GIVEN TEXT:
RCU lockup issues when CONFIG_SOFTLOCKUP_DETECTOR=n - any one else seeing this?

Wed Jul 26 07:10:29 AEST 2017

From: Jonathan Cameron <Jonathan.Cameron at huawei.com>
Date: Wed, 26 Jul 2017 00:52:07 +0800

> On Tue, 25 Jul 2017 08:12:45 -0700
> "Paul E. McKenney" <paulmck at linux.vnet.ibm.com> wrote:
> 
>> On Tue, Jul 25, 2017 at 10:42:45PM +0800, Jonathan Cameron wrote:
>> > On Tue, 25 Jul 2017 06:46:26 -0700
>> > "Paul E. McKenney" <paulmck at linux.vnet.ibm.com> wrote:
>> >   
>> > > On Tue, Jul 25, 2017 at 10:26:54PM +1000, Nicholas Piggin wrote:  
>> > > > On Tue, 25 Jul 2017 19:32:10 +0800
>> > > > Jonathan Cameron <Jonathan.Cameron at huawei.com> wrote:
>> > > >     
>> > > > > Hi All,
>> > > > > 
>> > > > > We observed a regression on our d05 boards (but curiously not
>> > > > > the fairly similar but single socket / smaller core count
>> > > > > d03), initially seen with linux-next prior to the merge window
>> > > > > and still present in v4.13-rc2.
>> > > > > 
>> > > > > The symptom is:    
>> > > 
>> > > Adding Dave Miller and the sparclinux at vger.kernel.org email on CC, as
>> > > they have been seeing something similar, and you might well have saved
>> > > them the trouble of bisecting.
>> > > 
>> > > [ . . . ]
>> > >   
>> > > > > [ 1984.628602] rcu_preempt kthread starved for 5663 jiffies! g1566 c1565 f0x0 RCU_GP_WAIT_FQS(3) ->state=0x1    
>> > > 
>> > > This is the cause from an RCU perspective.  You had a lot of idle CPUs,
>> > > and RCU is not permitted to disturb them -- the battery-powered embedded
>> > > guys get very annoyed by that sort of thing.  What happens instead is
>> > > that each CPU updates a per-CPU state variable when entering or exiting
>> > > idle, and the grace-period kthread ("rcu_preempt kthread" in the above
>> > > message) checks these state variables, and if when sees an idle CPU,
>> > > it reports a quiescent state on that CPU's behalf.
>> > > 
>> > > But the grace-period kthread can only do this work if it gets a chance
>> > > to run.  And the message above says that this kthread hasn't had a chance
>> > > to run for a full 5,663 jiffies.  For completeness, the "g1566 c1565"
>> > > says that grace period #1566 is in progress, the "f0x0" says that no one
>> > > is needing another grace period #1567.  The "RCU_GP_WAIT_FQS(3)" says
>> > > that the grace-period kthread has fully initialized the current grace
>> > > period and is sleeping for a few jiffies waiting to scan for idle tasks.

SOURCE INFORMATION:
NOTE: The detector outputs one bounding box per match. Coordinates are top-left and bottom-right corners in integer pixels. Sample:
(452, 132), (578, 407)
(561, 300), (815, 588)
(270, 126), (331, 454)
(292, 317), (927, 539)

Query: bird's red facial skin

TO DO:
**a.** Using the RCU lockup thread, explain in one to three sentences why the grace-period kthread reports quiescent states for idle CPUs.
**b.** Carry on the RCU lockup thread from its last line.
The records are not needed here.

RESULTS FOR THE EXERCISE:
**a.** RCU is not permitted to disturb idle CPUs because the battery-powered embedded developers get very annoyed by that. Each CPU therefore updates a per-CPU state variable when entering or exiting idle. The grace-period kthread checks these variables and reports a quiescent state on behalf of any CPU it sees is idle.

**b.**
>> > > Finally, the "->state=0x1" says that the grace-period kthread is in
>> > > TASK_INTERRUPTIBLE state, in other words, still sleeping.  
>> > 
>> > Thanks for the explanation!  
>> > > 
>> > > So my first question is "What did commit 05a4a9527 (kernel/watchdog:
>> > > split up config options) do to prevent the grace-period kthread from
>> > > getting a chance to run?"   
>> > 
>> > As far as we can tell it was a side effect of that patch.
>> > 
>> > The real cause is that patch changed the result of defconfigs to stop running
>> > the softlockup detector - now CONFIG_SOFTLOCKUP_DETECTOR
>> > 
>> > Enabling that on 4.13-rc2 (and presumably everything in between)
>> > means we don't see the problem any more.
>> >   
>> > > I must confess that I don't see anything
>> > > obvious in that commit, so my second question is "Are we sure that
>> > > reverting this commit makes the problem go away?"  
>> > 
>> > Simply enabling CONFIG_SOFTLOCKUP_DETECTOR seems to make it go away.
>> > That detector fires up a thread on every cpu, which may be relevant.  
>> 
>> Interesting...  Why should it be necessary to fire up a thread on every
>> CPU in order to make sure that RCU's grace-period kthreads get some
>> CPU time?  Especially give how many idle CPUs you had on your system.
>> 
>> So I have to ask if there is some other bug that the softlockup detector
>> is masking.
> I am thinking the same.  We can try going back further than 4.12 tomorrow
> (we think we can realistically go back to 4.8 and possibly 4.6
> with this board)

Just to report, turning softlockup back on fixes things for me on
sparc64 too.

The thing about softlockup is it runs an hrtimer, which seems to run
about every 4 seconds.

So I wonder if this is a NO_HZ problem.